*Work instruction*: Copy out the data word for word, without any of its pictures.

*Exercise materials*:
◇ ◇ ◇ ◇ ◇

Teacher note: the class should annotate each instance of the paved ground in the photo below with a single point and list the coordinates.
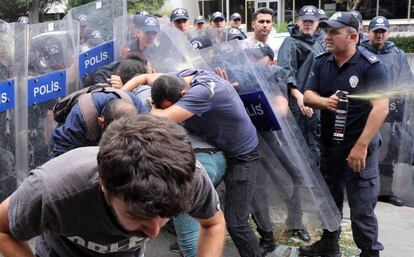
(396, 233)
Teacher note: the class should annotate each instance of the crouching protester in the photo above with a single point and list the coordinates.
(109, 200)
(210, 107)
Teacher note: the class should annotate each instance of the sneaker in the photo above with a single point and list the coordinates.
(322, 248)
(302, 234)
(174, 247)
(266, 242)
(267, 246)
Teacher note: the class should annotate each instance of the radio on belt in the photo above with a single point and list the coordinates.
(340, 118)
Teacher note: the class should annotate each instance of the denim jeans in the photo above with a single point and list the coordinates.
(240, 182)
(186, 227)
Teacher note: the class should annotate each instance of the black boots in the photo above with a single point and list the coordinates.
(327, 246)
(266, 242)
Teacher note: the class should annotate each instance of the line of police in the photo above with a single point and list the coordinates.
(344, 62)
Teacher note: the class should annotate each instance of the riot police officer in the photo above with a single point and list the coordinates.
(350, 161)
(296, 55)
(400, 74)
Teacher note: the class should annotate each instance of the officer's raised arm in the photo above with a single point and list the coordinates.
(9, 246)
(143, 79)
(314, 100)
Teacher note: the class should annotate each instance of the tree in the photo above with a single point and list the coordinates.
(350, 4)
(10, 10)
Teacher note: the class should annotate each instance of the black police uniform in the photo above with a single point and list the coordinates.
(362, 73)
(400, 74)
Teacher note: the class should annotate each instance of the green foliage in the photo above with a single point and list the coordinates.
(405, 43)
(281, 27)
(74, 3)
(10, 10)
(147, 5)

◇ ◇ ◇ ◇ ◇

*Task result*:
Teacher note: the class should annotate each instance of the paved ground in the photo below with a single point and list the coordinates.
(396, 233)
Teacher note: the class should annotate each instance of the crouching protester in the photo above with a single point and list the coordinates.
(109, 200)
(210, 107)
Teacher note: the class should annotate each instance of the sneaker in the photo above with a single point and list the coordinates.
(322, 248)
(302, 234)
(174, 247)
(266, 242)
(267, 246)
Teacher note: the class should annotate each instance of the radio on belt in the photo above with a single point and list the coordinates.
(340, 118)
Teacher note: the class should annotate each instance of the denim jeans in the photo above with a single point and list the coordinates.
(240, 182)
(186, 227)
Teacher note: the class should annotate each instance of the black boots in the photo above with a single point and list the coordinates.
(327, 246)
(266, 242)
Teacher note: the class should annotate each instance of the line of police in the photo above with a single point and list the coordinates.
(344, 62)
Teacher note: the class should annotate each instance of the riot police officer in the photo above with a single point and list the coordinates.
(350, 161)
(296, 55)
(400, 74)
Teacher note: the class should annotate each instance of the officer's raised arm in the photo above with a single point and list the coordinates.
(9, 246)
(143, 79)
(314, 100)
Teacher note: the class should annotate each instance of the tree in the photo above with a single point and list the coordinates.
(350, 4)
(10, 10)
Teacher note: the class should annotate each instance of the black police uniform in the photo above with a single point and list the coordinates.
(362, 73)
(400, 74)
Teacher note: the class should annotate each instance of the green foliage in the photo above with a single point and list the coordinates.
(405, 43)
(281, 27)
(74, 3)
(10, 10)
(147, 5)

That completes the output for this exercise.